Extrait du texte –
· · · ·
3. Farouche partisan des clauses disparues, le syndicat CGT-FO n’a pas désarmé. Le 29 avril 2015, il a introduit une réclamation devant le Comité, alléguant une violation de l’article 6.2 de la Charte. Etaient notamment visées le principe de l’interdiction des clauses de désignation, le constat d’une chute du nombre des accords conclus en matière de prévoyance, le dispositif de mise en concurrence préalable des organismes avant recommandation au niveau de la branche et, aussi, les délais qui ont séparé le vote de la législation litigieuse de la parution des décrets d’application.

Tous les moyens avancés par le syndicat ont été rejetés par le Comité, sauf le principal : le principe de l’interdiction. Pour le Comité, s’il est évident que l’interdiction constitue une atteinte au droit de la négociation collective consacré à l’article 6.2 de la Charte 7, il s’avère également qu’elle ne satisfait pas les conditions d’une restriction admissible. Certes, l’interdiction est fondée sur une disposition légale, et poursuit sans doute un but légitime (la protection légitime de la liberté contractuelle des entreprises) 8. Mais pour le Comité, la mesure n’est pas nécessaire dans une société démocratique pour remplir ce but 9.
· · · ·
Données à utiliser –
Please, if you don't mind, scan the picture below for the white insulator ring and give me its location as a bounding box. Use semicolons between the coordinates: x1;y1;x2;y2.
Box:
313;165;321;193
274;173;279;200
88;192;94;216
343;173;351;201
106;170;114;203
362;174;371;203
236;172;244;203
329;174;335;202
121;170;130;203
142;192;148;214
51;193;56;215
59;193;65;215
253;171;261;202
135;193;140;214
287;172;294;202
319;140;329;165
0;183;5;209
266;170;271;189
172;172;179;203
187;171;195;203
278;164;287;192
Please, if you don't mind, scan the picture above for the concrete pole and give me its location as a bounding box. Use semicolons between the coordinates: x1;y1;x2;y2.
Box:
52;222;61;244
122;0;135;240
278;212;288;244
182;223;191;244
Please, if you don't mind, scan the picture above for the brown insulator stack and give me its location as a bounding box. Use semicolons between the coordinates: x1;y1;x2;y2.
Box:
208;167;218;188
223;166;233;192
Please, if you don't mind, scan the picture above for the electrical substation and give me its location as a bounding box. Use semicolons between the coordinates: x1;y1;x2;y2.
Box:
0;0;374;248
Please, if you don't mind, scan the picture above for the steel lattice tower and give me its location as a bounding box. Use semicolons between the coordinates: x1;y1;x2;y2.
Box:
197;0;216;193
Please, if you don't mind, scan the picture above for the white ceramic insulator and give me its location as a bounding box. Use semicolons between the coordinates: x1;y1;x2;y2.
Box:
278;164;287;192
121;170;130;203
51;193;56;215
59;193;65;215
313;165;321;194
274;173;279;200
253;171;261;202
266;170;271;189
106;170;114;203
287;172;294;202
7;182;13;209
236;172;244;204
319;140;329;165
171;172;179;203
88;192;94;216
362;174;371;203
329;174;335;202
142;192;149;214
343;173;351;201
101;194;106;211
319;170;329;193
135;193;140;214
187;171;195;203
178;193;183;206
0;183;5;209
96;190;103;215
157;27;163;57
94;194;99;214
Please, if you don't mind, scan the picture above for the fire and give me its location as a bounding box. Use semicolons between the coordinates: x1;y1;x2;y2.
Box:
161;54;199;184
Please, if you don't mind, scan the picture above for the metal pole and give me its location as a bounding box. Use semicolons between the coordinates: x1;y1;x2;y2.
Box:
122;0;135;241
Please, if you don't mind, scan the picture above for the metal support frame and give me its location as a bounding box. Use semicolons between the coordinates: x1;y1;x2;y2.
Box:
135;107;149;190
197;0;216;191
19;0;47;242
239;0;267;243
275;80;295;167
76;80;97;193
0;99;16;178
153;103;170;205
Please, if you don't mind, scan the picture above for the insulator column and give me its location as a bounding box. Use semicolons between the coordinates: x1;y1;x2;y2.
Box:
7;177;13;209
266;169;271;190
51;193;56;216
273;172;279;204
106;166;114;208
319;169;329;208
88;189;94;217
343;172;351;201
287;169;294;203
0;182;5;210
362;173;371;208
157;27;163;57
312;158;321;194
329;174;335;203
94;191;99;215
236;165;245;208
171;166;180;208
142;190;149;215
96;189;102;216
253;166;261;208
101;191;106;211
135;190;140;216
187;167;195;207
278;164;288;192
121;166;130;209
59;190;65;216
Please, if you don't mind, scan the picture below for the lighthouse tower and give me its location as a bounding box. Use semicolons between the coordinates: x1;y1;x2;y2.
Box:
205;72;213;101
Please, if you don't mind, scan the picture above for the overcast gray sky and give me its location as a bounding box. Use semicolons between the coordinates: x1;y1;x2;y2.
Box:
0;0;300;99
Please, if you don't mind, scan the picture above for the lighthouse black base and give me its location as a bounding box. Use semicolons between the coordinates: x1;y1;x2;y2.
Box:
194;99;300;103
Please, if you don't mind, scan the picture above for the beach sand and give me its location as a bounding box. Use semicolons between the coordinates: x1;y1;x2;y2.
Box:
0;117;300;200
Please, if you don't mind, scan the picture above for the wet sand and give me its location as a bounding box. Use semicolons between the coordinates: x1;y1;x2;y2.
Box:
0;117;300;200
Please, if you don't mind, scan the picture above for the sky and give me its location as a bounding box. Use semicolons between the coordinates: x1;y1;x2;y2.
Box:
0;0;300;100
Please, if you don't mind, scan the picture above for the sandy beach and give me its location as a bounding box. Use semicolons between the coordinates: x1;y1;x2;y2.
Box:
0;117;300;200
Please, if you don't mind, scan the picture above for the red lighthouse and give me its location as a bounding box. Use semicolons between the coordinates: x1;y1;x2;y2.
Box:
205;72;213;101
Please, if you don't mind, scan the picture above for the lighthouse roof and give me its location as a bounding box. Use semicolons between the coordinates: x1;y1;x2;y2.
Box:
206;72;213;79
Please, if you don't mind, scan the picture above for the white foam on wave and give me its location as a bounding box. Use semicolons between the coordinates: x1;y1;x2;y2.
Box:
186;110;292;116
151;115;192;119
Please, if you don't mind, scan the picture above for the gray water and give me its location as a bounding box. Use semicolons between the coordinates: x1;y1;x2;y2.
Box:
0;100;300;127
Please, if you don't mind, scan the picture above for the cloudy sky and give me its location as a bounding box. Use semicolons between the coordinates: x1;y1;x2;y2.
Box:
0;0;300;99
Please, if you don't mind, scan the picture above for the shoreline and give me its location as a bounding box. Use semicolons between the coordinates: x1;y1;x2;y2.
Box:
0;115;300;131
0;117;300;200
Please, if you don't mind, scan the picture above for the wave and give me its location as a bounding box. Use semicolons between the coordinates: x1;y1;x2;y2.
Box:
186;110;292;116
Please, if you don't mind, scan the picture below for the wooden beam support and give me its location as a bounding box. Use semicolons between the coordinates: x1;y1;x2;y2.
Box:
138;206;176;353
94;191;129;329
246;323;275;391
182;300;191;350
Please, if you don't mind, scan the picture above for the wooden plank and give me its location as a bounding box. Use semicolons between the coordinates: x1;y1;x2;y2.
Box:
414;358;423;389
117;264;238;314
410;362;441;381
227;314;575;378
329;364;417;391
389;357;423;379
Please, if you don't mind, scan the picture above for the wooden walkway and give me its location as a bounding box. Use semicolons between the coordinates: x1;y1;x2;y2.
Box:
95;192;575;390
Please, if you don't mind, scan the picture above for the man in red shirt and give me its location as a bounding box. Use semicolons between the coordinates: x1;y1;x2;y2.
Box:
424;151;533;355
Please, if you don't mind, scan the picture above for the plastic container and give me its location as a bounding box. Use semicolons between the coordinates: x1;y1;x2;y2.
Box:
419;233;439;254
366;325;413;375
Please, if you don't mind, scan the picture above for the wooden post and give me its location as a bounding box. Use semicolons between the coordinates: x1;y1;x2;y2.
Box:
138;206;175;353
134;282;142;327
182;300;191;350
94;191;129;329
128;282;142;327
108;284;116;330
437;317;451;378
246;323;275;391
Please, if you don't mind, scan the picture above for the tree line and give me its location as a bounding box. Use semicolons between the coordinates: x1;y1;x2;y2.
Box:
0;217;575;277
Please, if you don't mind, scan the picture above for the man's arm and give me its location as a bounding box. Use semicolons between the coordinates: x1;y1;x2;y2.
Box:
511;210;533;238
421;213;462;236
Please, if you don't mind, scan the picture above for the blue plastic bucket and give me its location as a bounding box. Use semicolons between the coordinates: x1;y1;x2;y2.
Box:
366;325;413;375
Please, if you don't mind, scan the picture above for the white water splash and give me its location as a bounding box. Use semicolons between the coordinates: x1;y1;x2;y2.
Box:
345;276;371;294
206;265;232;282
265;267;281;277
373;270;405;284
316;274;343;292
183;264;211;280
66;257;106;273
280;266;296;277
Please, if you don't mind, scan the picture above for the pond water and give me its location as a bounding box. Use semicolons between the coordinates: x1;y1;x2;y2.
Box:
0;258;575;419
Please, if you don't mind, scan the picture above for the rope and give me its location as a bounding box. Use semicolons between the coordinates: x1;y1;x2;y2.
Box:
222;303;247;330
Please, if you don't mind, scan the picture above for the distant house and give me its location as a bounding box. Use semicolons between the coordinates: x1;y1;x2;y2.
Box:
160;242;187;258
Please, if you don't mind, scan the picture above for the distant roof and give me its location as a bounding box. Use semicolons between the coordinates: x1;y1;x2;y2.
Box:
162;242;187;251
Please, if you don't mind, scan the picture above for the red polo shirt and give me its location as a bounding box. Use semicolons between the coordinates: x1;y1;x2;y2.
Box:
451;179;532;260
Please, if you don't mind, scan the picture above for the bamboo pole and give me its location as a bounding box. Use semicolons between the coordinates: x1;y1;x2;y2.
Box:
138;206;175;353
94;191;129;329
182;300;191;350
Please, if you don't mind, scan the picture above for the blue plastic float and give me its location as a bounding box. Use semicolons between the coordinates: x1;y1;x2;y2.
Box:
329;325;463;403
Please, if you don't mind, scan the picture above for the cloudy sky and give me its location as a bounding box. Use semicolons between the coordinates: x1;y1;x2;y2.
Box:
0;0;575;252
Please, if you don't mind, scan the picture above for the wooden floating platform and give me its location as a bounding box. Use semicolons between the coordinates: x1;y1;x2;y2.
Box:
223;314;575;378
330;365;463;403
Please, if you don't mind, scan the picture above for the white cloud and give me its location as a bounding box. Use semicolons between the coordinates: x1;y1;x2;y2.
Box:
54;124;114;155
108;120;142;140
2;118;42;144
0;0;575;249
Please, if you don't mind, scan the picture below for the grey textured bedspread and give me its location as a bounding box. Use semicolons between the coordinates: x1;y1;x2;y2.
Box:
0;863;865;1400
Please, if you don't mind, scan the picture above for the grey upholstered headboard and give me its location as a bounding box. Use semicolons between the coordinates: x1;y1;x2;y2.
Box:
· · · ·
Consigne 1 –
Pouvez-vous recopier mot pour mot le passage de l'extrait sur la réclamation de la CGT-FO, en commençant à « Tous les moyens » et en terminant à « remplir ce but 9. » ?
Consigne 2 –
Pouvez-vous citer à l'identique les entrées, en commençant au tout début des entrées et en terminant à la ligne qui contient « 182;223;191;244 », cette ligne comprise ?

Bonne réponse 1 –
Tous les moyens avancés par le syndicat ont été rejetés par le Comité, sauf le principal : le principe de l’interdiction. Pour le Comité, s’il est évident que l’interdiction constitue une atteinte au droit de la négociation collective consacré à l’article 6.2 de la Charte 7, il s’avère également qu’elle ne satisfait pas les conditions d’une restriction admissible. Certes, l’interdiction est fondée sur une disposition légale, et poursuit sans doute un but légitime (la protection légitime de la liberté contractuelle des entreprises) 8. Mais pour le Comité, la mesure n’est pas nécessaire dans une société démocratique pour remplir ce but 9.

Bonne réponse 2 –
Please, if you don't mind, scan the picture below for the white insulator ring and give me its location as a bounding box. Use semicolons between the coordinates: x1;y1;x2;y2.
Box:
313;165;321;193
274;173;279;200
88;192;94;216
343;173;351;201
106;170;114;203
362;174;371;203
236;172;244;203
329;174;335;202
121;170;130;203
142;192;148;214
51;193;56;215
59;193;65;215
253;171;261;202
135;193;140;214
287;172;294;202
319;140;329;165
0;183;5;209
266;170;271;189
172;172;179;203
187;171;195;203
278;164;287;192
Please, if you don't mind, scan the picture above for the concrete pole and give me its location as a bounding box. Use semicolons between the coordinates: x1;y1;x2;y2.
Box:
52;222;61;244
122;0;135;240
278;212;288;244
182;223;191;244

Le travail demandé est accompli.